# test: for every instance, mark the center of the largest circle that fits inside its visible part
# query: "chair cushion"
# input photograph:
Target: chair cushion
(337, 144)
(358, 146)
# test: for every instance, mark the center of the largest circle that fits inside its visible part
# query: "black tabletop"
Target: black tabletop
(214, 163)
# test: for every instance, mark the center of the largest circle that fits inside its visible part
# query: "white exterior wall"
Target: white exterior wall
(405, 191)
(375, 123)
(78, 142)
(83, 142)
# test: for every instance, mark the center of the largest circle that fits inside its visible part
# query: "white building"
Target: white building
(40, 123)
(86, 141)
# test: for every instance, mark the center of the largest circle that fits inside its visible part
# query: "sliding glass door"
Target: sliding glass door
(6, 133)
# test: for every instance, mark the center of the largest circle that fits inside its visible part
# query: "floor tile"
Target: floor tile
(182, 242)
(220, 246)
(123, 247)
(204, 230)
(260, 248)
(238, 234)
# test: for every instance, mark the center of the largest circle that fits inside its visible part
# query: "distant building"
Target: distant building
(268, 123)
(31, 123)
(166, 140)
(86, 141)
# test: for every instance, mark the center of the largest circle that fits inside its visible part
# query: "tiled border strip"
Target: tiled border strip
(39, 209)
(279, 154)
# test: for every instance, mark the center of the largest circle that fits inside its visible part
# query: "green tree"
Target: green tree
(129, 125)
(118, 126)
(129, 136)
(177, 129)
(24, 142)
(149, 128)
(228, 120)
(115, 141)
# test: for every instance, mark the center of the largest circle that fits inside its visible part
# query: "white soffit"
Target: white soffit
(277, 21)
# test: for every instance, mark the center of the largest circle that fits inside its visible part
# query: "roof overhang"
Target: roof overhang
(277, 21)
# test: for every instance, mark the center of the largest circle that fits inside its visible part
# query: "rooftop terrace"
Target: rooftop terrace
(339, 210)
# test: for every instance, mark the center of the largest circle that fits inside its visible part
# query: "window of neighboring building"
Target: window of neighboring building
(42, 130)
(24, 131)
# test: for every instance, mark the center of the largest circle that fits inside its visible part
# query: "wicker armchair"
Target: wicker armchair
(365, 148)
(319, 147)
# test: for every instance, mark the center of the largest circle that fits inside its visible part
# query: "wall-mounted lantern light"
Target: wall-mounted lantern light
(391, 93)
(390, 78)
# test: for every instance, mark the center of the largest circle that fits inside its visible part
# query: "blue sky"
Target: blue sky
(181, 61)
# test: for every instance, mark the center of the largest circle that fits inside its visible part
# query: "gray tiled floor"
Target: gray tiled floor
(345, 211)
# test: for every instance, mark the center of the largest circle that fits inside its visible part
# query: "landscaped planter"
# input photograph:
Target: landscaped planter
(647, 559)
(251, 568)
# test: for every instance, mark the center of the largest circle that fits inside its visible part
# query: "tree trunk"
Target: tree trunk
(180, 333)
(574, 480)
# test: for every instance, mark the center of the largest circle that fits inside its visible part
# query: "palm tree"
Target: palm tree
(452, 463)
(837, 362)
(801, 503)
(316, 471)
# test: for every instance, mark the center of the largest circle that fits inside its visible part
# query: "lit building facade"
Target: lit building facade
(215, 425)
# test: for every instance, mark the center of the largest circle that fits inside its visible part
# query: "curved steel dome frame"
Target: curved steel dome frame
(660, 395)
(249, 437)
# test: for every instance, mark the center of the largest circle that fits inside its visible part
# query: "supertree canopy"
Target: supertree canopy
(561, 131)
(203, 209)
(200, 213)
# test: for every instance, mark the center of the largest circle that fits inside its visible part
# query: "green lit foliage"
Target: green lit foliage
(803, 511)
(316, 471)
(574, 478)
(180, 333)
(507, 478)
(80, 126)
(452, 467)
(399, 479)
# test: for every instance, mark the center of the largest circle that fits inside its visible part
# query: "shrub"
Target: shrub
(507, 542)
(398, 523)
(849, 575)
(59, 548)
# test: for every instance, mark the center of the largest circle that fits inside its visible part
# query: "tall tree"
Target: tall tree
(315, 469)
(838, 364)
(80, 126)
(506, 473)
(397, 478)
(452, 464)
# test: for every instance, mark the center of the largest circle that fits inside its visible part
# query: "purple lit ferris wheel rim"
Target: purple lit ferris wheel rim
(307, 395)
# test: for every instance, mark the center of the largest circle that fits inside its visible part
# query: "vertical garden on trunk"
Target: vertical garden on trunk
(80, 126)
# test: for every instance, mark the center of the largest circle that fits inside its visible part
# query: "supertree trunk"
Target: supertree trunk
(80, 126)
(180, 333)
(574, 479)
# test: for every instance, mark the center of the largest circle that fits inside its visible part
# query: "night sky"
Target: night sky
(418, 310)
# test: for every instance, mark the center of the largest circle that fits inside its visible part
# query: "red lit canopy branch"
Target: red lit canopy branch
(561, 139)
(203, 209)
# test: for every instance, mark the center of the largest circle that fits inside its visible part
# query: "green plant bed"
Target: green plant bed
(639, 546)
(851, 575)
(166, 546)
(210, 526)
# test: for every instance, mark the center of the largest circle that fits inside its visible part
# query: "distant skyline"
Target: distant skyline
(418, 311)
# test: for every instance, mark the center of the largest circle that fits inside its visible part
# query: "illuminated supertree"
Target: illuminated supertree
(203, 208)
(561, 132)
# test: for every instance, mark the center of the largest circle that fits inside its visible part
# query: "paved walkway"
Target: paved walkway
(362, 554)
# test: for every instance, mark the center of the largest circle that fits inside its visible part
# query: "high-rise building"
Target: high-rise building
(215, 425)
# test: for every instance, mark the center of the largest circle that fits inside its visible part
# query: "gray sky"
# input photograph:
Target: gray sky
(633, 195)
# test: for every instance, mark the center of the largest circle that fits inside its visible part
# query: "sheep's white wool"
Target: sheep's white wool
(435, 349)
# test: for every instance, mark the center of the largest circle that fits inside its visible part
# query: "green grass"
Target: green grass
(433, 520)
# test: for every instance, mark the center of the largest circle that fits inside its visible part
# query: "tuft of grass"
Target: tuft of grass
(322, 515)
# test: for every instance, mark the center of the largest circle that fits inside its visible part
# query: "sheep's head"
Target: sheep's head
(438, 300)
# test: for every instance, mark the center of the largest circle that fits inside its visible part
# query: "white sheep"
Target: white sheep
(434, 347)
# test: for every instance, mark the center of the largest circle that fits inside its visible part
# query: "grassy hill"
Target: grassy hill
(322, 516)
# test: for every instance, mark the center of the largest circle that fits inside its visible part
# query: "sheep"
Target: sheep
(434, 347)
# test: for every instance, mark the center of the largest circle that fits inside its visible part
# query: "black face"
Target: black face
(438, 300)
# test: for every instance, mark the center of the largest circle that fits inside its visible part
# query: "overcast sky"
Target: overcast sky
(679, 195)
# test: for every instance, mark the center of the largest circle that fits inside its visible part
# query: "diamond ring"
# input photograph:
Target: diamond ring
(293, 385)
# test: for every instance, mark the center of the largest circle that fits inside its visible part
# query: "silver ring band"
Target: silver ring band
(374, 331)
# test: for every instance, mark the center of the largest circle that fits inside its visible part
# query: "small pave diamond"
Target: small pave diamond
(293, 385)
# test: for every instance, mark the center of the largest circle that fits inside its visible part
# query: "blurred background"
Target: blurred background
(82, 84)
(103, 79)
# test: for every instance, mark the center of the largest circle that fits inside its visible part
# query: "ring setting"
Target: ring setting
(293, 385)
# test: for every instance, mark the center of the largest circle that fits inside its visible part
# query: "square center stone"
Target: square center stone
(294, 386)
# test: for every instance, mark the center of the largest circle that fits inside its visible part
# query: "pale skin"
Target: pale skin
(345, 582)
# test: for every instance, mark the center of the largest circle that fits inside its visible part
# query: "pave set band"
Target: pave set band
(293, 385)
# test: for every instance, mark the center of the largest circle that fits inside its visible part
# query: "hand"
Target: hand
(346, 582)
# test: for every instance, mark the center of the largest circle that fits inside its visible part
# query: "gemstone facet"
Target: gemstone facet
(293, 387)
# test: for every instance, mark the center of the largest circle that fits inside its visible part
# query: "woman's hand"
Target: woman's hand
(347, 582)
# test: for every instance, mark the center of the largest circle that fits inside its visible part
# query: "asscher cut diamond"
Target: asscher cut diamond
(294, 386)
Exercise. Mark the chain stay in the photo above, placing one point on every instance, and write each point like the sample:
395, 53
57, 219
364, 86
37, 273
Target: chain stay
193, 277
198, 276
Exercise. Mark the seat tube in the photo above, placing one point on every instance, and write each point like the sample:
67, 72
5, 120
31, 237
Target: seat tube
==*==
• Required work
Search the listing above for the string "each". Copy every line that contains it.

• Answer to the exercise
Exercise. Mark the chain stay in the photo above, placing one point on every instance, and write each point like the sample:
Exercise. Mark the seat tube in the photo above, placing one point on every instance, and write each point like the sample:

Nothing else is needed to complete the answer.